■ Extract to read ■
== == ==

Summary
finding that nearly identical language satisfied § 1692g where plaintiff made similar a claim to that at issue here
Summary of this case from Hernandez v. Mercantile Adjustment Bureau, LLCOpinion
Case No. 13-CV-386
06-07-2013
DECISION AND ORDER ON DEFENDANT'S
MOTION TO DISMISS AND PLAINTIFF'S MOTION TO STAY
Thomas Borucki ("Borucki"), filed a class action complaint on behalf of himself and all others similarly situated against Vision Financial Corporation ("Vision"). (Docket # 1.) Borucki alleges that Vision violated the Fair Debt Collection Practices Act ("FDCPA") by failing to comply with 15 U.S.C. § 1692g(a)(4). Before the Court is Vision's motion to dismiss pursuant to Fed. R. Civ. P. 12(b)(6). (Docket #10.) Borucki has filed a motion to stay this case pending the Seventh Circuit's decision in a case recently decided in this District, Gruber v. Creditors' Protection Service, No. 12-CV-1243, 2013 WL 2072976 (E.D. Wis. May 14, 2013). Both motions have been fully briefed and are ready for disposition. For the reasons that follow, the plaintiff's motion to stay will be denied and the defendant's motion to dismiss will be granted.
As to the motion to stay, it is within a court's discretion to grant such a motion. See Landis v. N. Am. Co., 299 U.S. 248, 254 (1936) ("[T]he power to stay proceedings is incidental to the power inherent in every court to control the disposition of the causes on its docket with economy of time and effort for itself, for counsel, and for litigants."). As will be discussed below, although the Seventh Circuit has not addressed the validity of the precise language at issue in this case, the Court finds guidance on this issue in the Seventh Circuit interpretation of "dispute" and "verification,"which is germane to the question presented in the defendant's motion to dismiss. Thus, it is not more efficient for this Court to stay the proceedings pending the Seventh Circuit's decision in the Gruber case. Therefore, the motion to stay will be denied.
Turning to the motion to dismiss, in his complaint, Borucki alleges that Vision violated § 1692g(a)(4) by omitting the portion of the required notice "that informs the consumer that the verification rights are triggered by a dispute of the debt," and that the letter "[i]nstead . . . tells the consumer to specifically ask for verification." (Docket # 1 at ¶ 1.) He further alleges that "a letter from a consumer merely asking for verification would not trigger the protections of 15 U.S.C. §§ 1692g(a)(4) and 1692g(b)." (Id.) Borucki also claims that Vision's failure to comply with § 1692g(a)(4) resulted in violations of §§ 1692e and 1692e(10). (Id. at ¶ 29.)

== == ==

■ Dataset section ■
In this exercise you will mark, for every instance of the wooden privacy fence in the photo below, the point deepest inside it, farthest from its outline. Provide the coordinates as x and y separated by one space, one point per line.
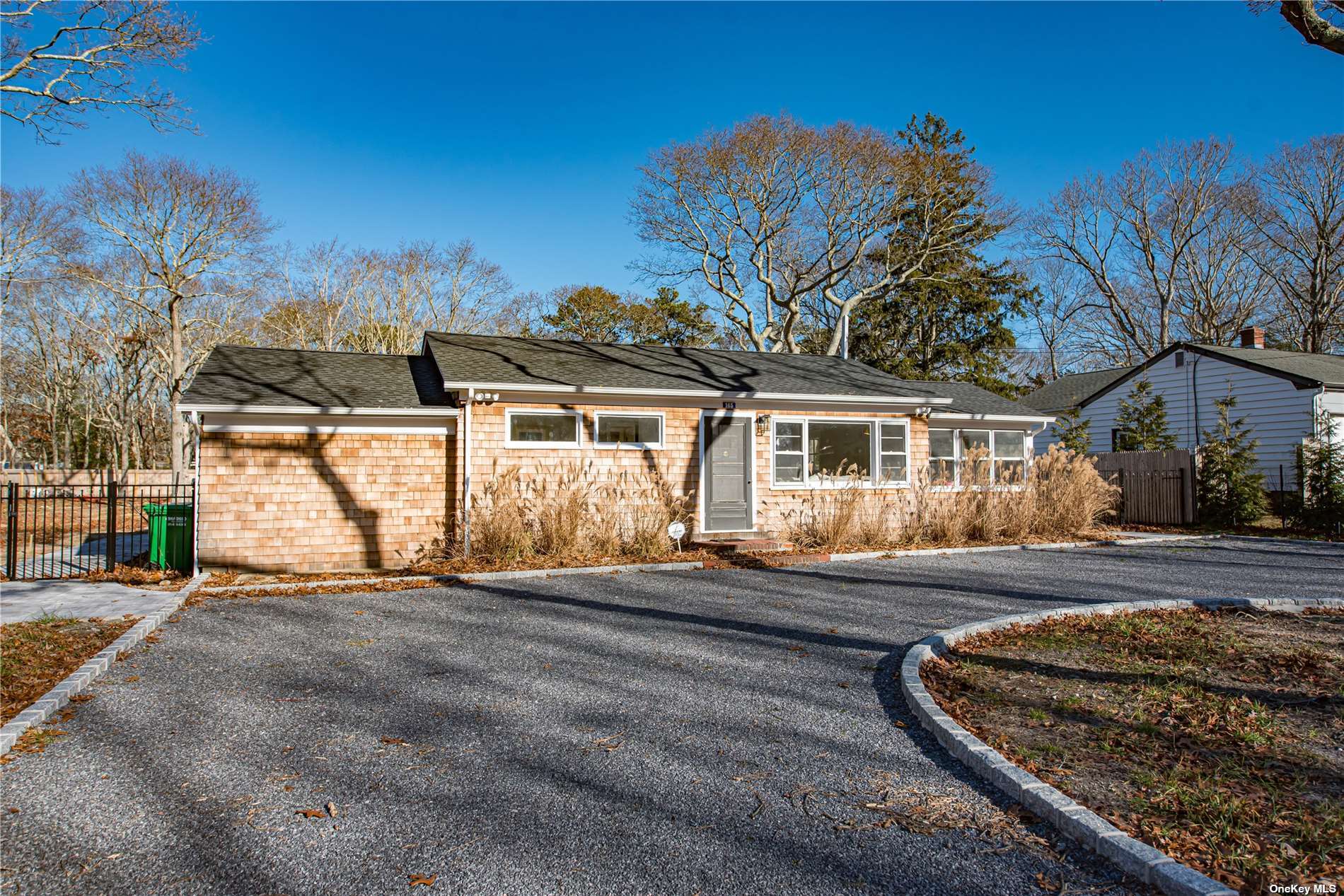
1156 488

== == ==

■ Direction 1 ■
List every court case the court decision names by a title in "X v. Y" form.
■ Direction 2 ■
Repeat the court decision word for word from "As to the motion" up to and including "will be denied.".

■ Written response 1 ■
Hernandez v. Mercantile Adjustment Bureau, LLC
Gruber v. Creditors' Protection Service
Landis v. N. Am. Co.

■ Written response 2 ■
As to the motion to stay, it is within a court's discretion to grant such a motion. See Landis v. N. Am. Co., 299 U.S. 248, 254 (1936) ("[T]he power to stay proceedings is incidental to the power inherent in every court to control the disposition of the causes on its docket with economy of time and effort for itself, for counsel, and for litigants."). As will be discussed below, although the Seventh Circuit has not addressed the validity of the precise language at issue in this case, the Court finds guidance on this issue in the Seventh Circuit interpretation of "dispute" and "verification,"which is germane to the question presented in the defendant's motion to dismiss. Thus, it is not more efficient for this Court to stay the proceedings pending the Seventh Circuit's decision in the Gruber case. Therefore, the motion to stay will be denied.